▶ **To do**
Among the entries, find the lines with the string "wooden" and copy them.

Segment Start: The data

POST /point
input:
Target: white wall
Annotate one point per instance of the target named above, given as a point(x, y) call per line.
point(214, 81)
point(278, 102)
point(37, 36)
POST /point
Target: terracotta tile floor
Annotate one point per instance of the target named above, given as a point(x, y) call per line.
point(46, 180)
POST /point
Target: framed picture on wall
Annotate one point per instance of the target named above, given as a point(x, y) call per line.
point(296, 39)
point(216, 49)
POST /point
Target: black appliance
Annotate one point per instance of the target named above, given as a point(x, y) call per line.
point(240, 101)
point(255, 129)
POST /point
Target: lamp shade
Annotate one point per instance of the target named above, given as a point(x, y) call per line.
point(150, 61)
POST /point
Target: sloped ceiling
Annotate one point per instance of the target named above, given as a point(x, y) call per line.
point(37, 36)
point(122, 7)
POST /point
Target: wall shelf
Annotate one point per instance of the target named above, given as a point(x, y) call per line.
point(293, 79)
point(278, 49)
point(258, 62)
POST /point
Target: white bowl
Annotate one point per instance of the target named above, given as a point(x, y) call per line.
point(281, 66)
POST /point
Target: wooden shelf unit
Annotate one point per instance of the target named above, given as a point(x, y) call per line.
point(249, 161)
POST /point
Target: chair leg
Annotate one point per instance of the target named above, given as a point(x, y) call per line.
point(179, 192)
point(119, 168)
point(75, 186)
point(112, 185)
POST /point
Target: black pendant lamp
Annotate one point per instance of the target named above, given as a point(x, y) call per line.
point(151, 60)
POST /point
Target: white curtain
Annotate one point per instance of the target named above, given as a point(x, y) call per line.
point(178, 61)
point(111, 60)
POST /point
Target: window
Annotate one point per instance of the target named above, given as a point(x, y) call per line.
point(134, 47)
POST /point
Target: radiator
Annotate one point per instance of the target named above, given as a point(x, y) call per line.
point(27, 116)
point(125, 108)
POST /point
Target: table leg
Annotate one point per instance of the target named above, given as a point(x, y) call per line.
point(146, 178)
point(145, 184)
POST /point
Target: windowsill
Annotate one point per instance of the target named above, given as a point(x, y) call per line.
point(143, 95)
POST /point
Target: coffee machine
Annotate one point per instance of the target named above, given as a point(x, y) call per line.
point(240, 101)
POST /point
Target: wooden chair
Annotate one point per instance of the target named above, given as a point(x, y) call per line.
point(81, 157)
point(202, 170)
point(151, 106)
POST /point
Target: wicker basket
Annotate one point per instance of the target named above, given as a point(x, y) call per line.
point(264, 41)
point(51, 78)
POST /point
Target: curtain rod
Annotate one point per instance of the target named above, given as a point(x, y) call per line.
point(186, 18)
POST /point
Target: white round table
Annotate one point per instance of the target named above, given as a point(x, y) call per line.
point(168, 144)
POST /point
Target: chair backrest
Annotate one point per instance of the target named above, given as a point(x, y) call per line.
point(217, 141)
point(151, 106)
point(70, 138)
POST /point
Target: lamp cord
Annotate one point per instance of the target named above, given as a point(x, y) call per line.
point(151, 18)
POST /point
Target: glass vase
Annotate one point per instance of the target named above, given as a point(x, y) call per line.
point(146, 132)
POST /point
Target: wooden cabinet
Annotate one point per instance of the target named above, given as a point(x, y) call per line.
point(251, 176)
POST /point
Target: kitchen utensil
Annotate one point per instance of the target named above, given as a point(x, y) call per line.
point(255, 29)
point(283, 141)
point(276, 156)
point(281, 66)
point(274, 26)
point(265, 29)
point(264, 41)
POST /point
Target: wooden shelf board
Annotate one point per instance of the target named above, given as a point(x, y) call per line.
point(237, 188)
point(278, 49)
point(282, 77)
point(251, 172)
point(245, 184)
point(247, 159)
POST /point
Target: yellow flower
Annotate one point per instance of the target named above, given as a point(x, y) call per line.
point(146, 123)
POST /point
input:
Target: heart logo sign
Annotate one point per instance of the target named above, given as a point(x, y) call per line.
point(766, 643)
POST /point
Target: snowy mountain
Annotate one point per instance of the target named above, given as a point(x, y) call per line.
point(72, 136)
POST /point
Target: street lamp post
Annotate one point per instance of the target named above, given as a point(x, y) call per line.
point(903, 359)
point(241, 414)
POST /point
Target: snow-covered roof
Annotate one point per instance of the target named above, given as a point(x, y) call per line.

Segment End: The data

▶ **Answer to the exercise**
Target: wooden shelf unit
Target: wooden chair
Target: wooden cabinet
Target: wooden shelf board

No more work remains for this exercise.